ФРАГМЕНТ ДЛЯ ЧТЕНИЯ:
((
«Я не люблю политику, не люблю, когда себя не уважают, когда все время себя с кем-то сравнивают, не люблю комплекс неполноценности в людях. Нужно просто любить язык, культуру…»
В Калининграде художественный руководитель Московского театра имени Владимира Маяковского Миндаугас Карбаускис рассказал о «Русском романе» и русском театре, об общих стереотипах и своей любви к малой сцене.
— В прошлом году после спектакля «Кант» мы беседовали на этой же самой скамейке у служебного входа драмтеатра, и тогда наш разговор оборвался на том, что драматург Марюс Ивашкявичюс пишет пьесу о последних годах жизни и творчества Льва Николаевича Толстого, основанную на тексте романа «Анна Каренина». Недавно прошли читки пьесы, и хотелось бы поговорить о готовящемся спектакле. Я читала, что изначально пьеса называлась «Близость Л.Т.», сейчас — «Русский роман». Почему – «Русский роман»?
— «Русский роман» – это некая вариация на тему романа «Анна Каренина», рассказа «Дьявол» и повести «Детство», довольно сложная и одновременно простая история — про дом, дерево и сына… Там есть прозвучавшее в романе стремление персонажа Левина к некой модели счастья — и есть реальная жизнь Льва Николаевича и Софьи Андреевны. Есть сын Лев Львович, он у нас единственный Лев Толстой в пьесе. Конечно, есть и Лев Николаевич, но нет персонажа, Лев Николаевич — в проекции Левина. И все сложилось в одну историю, но это не инсценировка романа, а некий современный взгляд и размышления на тему… хотя я и не склонен делить на современное и вечное.
В центре — жизнь Софьи и Льва Николаевича. Произведения влияют на жизнь, жизнь влияет на автора. Пьеса основана на воспоминаниях современников и дневниках самого писателя. Марюс Ивашкявичюс в течение нескольких лет изучал жизнь и творчество Льва Толстого, собирал факты, общался с исследователями творчества писателя, но, повторюсь, сам Лев Толстой в пьесе не появляется, присутствуя лишь в репликах персонажей. «Русский роман» — многозначное понятие, а Марюс создал многослойный мир. По-моему, название полностью соответствует замыслу.
— Миндаугас, за четыре года вашей работы в качестве художественного руководителя произошло обновление театра Маяковского во всех смыслах. Была проведена реконструкция, появилась сцена на Сретенке, создано 23 новых спектакля, пришли молодые талантливые режиссеры и актеры, но при этом остался старый репертуар. Вы создали площадку, которая дает возможность состояться молодым талантам, а это редчайшее качество, зачастую худруки люди крайне эгоцентричные…
— Последняя премьера состоялась в марте — спектакль «Плоды просвещения». Насчет эгоцентризма… это вопрос воспитания. Я сын бывшего председателя колхоза и хорошо понимаю, что председатель — это самый трудящийся человек. Но при этом любой тракторист важен, потому что ему работать, ему пахать… Театр — это такое место, куда люди приходят, уходят, а театр остается, там все важны и конечный результат зависит от каждого. Театр нельзя разрушать, его надо строить, а для этого — любить и глубоко понимать.
))
КОРОТКАЯ ЗАДАЧА A: Процитируйте фрагмент интервью, начиная со слов «В Калининграде художественный» и далее вплоть до слов «к малой сцене.».
КОРОТКАЯ ЗАДАЧА B: Какой спектакль, согласно интервью, стал последней премьерой и в каком месяце она состоялась?
КОРОТКАЯ ЗАДАЧА C: Определите, соответствуют ли интервью следующие утверждения: (i) Лев Николаевич Толстой появляется в пьесе как действующее лицо; (ii) изначально пьеса называлась «Близость Л.Т.»; (iii) за четыре года работы художественного руководителя было создано 23 новых спектакля. Ответьте «да» или «нет» и приведите решающие слова интервью.

ПРЕДСТАВЛЕННЫЕ СВЕДЕНИЯ:
((
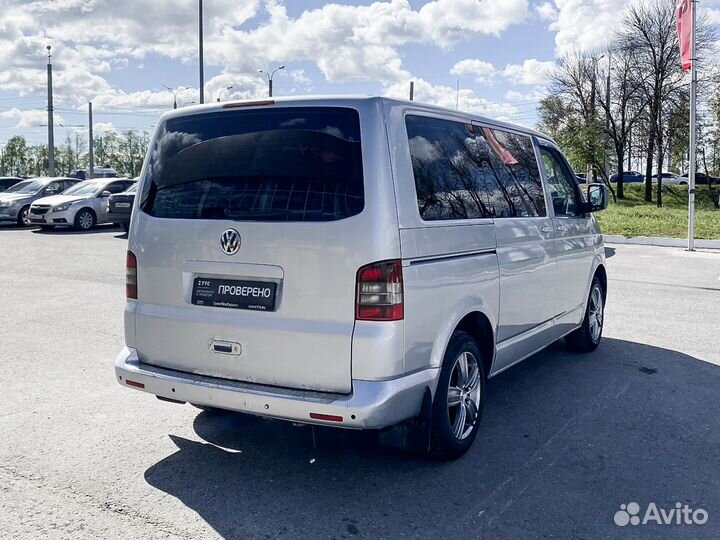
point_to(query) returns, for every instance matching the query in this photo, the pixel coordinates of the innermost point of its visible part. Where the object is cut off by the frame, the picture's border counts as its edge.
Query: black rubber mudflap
(413, 435)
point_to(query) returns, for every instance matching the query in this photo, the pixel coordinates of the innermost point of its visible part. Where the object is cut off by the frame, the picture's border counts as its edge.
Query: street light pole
(270, 77)
(202, 68)
(51, 134)
(91, 159)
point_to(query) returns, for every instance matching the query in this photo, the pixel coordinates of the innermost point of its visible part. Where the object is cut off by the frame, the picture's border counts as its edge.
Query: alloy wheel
(595, 314)
(464, 395)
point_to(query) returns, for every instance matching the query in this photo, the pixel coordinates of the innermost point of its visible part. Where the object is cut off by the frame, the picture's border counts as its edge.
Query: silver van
(361, 263)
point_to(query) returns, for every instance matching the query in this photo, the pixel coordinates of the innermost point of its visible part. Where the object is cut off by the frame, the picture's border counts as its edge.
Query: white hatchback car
(354, 262)
(82, 206)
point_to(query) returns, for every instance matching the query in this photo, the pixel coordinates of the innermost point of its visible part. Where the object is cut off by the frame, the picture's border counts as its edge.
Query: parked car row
(66, 202)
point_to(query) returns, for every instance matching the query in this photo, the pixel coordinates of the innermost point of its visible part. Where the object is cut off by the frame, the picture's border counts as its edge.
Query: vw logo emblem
(230, 241)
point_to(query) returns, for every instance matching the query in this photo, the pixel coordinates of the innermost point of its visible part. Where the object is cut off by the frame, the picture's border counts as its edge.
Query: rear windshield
(285, 164)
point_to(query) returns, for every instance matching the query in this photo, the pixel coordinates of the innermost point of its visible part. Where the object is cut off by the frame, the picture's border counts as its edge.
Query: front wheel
(587, 337)
(85, 220)
(459, 399)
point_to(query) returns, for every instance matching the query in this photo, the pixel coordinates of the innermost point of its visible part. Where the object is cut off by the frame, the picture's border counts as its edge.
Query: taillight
(131, 276)
(380, 292)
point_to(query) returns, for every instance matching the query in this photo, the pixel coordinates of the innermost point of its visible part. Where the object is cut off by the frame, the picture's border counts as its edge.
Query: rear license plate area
(234, 294)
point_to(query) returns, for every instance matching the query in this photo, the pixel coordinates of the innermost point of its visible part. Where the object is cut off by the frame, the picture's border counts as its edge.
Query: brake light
(380, 292)
(131, 276)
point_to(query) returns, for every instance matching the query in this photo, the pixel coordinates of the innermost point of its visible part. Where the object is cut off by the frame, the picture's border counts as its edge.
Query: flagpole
(693, 133)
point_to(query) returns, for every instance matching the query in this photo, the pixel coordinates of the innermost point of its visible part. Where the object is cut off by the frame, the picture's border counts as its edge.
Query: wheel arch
(475, 319)
(601, 274)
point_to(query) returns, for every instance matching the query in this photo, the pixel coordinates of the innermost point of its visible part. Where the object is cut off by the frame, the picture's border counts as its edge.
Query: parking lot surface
(566, 438)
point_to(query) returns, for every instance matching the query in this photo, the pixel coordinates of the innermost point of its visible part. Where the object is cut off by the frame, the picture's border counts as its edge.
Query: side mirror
(597, 197)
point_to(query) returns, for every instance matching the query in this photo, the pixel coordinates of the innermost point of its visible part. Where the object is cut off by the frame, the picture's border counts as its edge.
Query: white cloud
(534, 96)
(547, 11)
(530, 72)
(585, 25)
(103, 127)
(483, 72)
(357, 43)
(30, 118)
(445, 96)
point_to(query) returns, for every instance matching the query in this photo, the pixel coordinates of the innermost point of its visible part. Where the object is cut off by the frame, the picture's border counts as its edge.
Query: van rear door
(252, 226)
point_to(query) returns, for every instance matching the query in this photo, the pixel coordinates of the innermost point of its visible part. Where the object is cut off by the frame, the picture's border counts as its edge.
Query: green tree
(14, 159)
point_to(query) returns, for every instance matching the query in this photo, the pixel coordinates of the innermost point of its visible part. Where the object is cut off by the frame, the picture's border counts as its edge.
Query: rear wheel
(23, 219)
(85, 219)
(587, 337)
(459, 398)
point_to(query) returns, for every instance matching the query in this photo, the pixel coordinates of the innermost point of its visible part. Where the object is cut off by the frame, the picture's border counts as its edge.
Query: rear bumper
(371, 405)
(120, 218)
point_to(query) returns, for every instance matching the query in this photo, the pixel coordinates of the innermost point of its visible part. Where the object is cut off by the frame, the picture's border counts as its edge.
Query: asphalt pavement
(566, 438)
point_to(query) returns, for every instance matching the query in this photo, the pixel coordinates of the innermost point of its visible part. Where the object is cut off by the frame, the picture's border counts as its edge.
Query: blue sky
(119, 54)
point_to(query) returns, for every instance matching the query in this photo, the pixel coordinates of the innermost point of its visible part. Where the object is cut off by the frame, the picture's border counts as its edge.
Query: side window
(563, 187)
(517, 189)
(449, 178)
(53, 188)
(116, 187)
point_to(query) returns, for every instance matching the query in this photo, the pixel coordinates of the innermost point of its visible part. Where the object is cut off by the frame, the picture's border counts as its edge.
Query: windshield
(84, 188)
(28, 186)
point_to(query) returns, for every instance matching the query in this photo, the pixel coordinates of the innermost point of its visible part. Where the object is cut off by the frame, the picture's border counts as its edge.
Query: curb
(661, 242)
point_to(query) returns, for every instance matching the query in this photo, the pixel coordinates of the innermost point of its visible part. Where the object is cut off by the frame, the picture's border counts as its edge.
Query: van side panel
(443, 285)
(450, 268)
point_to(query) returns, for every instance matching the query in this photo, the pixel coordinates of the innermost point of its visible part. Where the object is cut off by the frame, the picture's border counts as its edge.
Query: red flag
(684, 21)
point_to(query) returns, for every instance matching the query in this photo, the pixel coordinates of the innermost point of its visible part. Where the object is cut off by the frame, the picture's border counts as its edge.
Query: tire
(453, 427)
(588, 336)
(85, 219)
(23, 219)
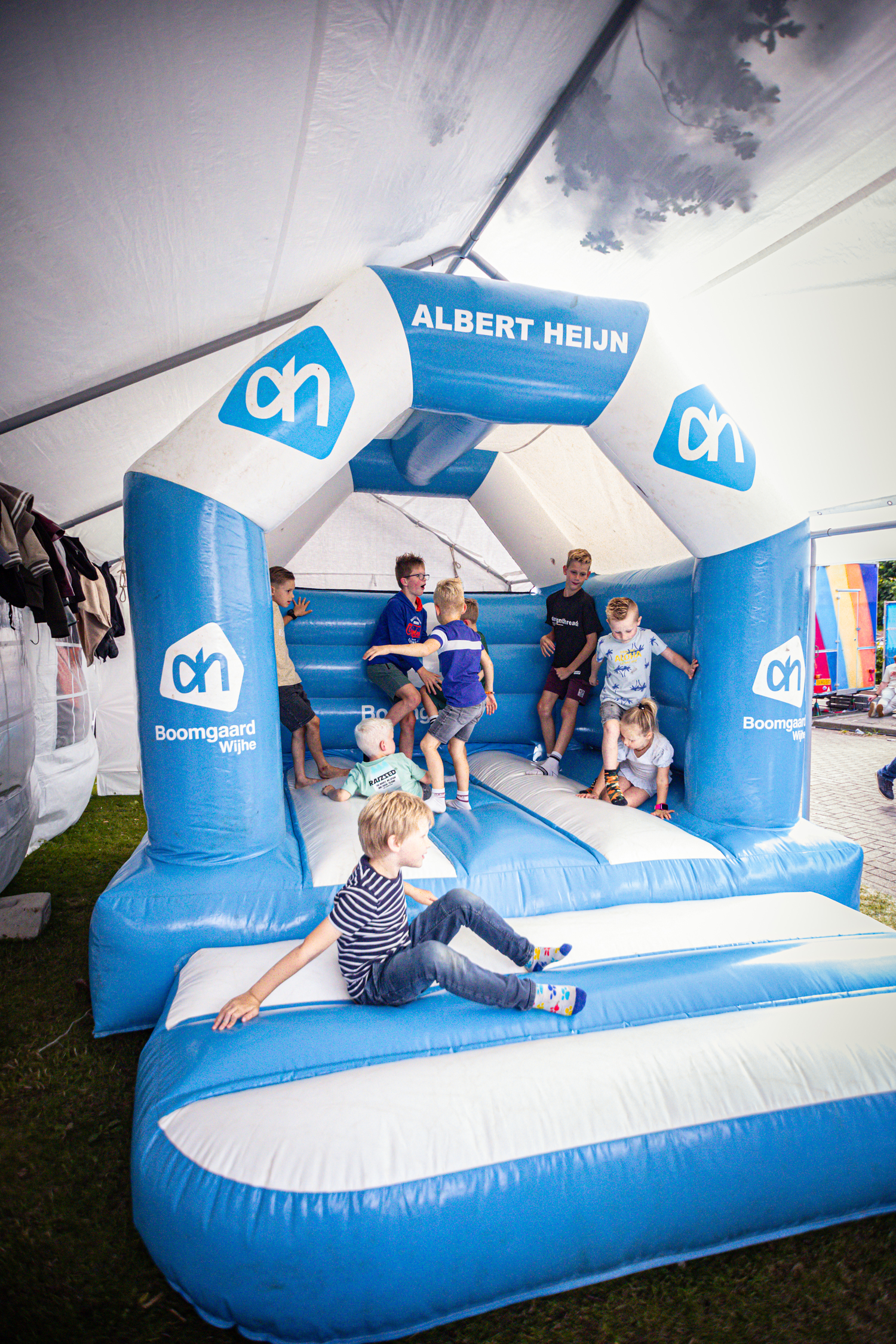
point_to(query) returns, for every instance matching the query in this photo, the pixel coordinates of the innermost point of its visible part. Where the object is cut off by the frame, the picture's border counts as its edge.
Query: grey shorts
))
ПОЛНЫЙ ОТВЕТ A:
В Калининграде художественный руководитель Московского театра имени Владимира Маяковского Миндаугас Карбаускис рассказал о «Русском романе» и русском театре, об общих стереотипах и своей любви к малой сцене.

ПОЛНЫЙ ОТВЕТ B: Спектакль «Плоды просвещения»; премьера состоялась в марте.

ПОЛНЫЙ ОТВЕТ C:
(i) Нет: «сам Лев Толстой в пьесе не появляется, присутствуя лишь в репликах персонажей».
(ii) Да: «изначально пьеса называлась «Близость Л.Т.», сейчас — «Русский роман»».
(iii) Да: «создано 23 новых спектакля».